EXCERPT PROVIDED:

----

Just as with regulatory compliance, one of the keys to addressing the new Medicare Prescription Drug, Improvement, and Modernization Act (MMA) successfully

Just as with regulatory compliance, one of the keys to addressing the new Medicare Prescription Drug, Improvement, and Modernization Act (MMA) successfully is to address your own internal management systems. Ironically, this is both a key part of the solution and a key part of why we're in this mess in the first place.

Why? The greatest insight I draw from the Medicare reform law is sobering: Congress does not believe that the HME industry has its act together.

We cannot discount the fine lobbying work done by the American Association for Homecare and state associations. But Congress appears convinced that those organizations present the voice of only the very best suppliers. Our lawmakers evidently believe that most HME providers do not have their acts together, are not professional and do not know “the Rules” or much care about them. In short, the clear message of MMA is that the government does not believe our industry is particularly “professional.”

----

YOUR INSTRUCTIONS:
According to the excerpt on the Medicare reform law, what does Congress appear convinced that the American Association for Homecare and state associations represent? The records have no connection to the excerpt on the Medicare reform law.

----

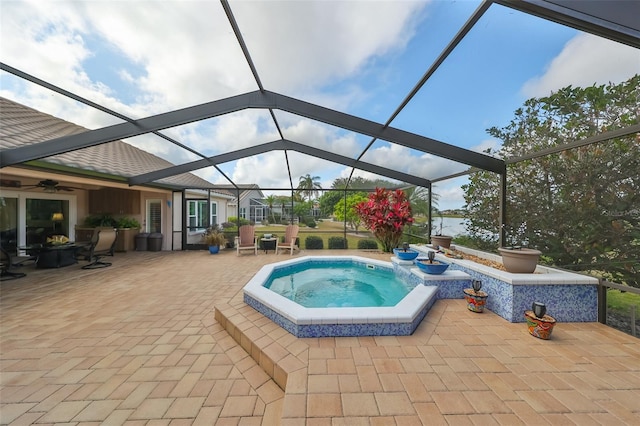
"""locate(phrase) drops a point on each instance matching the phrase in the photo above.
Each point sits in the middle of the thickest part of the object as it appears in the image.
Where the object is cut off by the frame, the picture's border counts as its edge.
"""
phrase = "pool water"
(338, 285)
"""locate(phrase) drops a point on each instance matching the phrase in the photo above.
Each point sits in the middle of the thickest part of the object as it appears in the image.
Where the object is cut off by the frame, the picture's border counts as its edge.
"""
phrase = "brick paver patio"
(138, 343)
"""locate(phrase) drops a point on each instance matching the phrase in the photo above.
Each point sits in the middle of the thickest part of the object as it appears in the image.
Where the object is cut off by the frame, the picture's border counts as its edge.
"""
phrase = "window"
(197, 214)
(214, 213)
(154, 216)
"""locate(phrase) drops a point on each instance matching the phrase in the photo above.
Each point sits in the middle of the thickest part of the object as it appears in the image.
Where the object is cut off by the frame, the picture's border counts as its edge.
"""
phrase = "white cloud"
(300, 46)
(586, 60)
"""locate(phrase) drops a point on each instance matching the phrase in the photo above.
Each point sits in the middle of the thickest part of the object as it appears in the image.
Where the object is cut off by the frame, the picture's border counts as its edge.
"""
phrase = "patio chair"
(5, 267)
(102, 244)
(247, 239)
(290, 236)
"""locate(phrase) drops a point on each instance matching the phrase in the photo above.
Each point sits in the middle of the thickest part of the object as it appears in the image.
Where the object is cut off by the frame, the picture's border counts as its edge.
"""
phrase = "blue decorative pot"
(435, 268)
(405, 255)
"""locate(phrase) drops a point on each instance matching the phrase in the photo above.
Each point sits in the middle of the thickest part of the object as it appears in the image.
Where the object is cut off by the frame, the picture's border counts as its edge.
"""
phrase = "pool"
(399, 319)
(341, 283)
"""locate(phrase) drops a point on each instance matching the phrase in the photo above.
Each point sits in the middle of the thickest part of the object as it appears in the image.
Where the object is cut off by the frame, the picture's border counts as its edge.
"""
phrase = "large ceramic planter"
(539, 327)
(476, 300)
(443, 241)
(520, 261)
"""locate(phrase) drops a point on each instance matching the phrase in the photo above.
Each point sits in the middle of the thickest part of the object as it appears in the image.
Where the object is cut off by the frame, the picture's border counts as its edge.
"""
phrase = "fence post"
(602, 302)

----

ANSWER TO THIS EXERCISE:
Congress appears convinced that those organizations present the voice of only the very best suppliers.